### Required action
Exactly as given, reproduce the records in full.
*** Records provided ***
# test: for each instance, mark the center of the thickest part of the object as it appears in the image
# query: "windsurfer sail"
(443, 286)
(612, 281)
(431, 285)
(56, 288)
***
### Answer for the task
# test: for each instance, mark the center of the thickest part of the object as it appears in the image
# query: "windsurfer sail"
(443, 286)
(612, 281)
(431, 285)
(56, 288)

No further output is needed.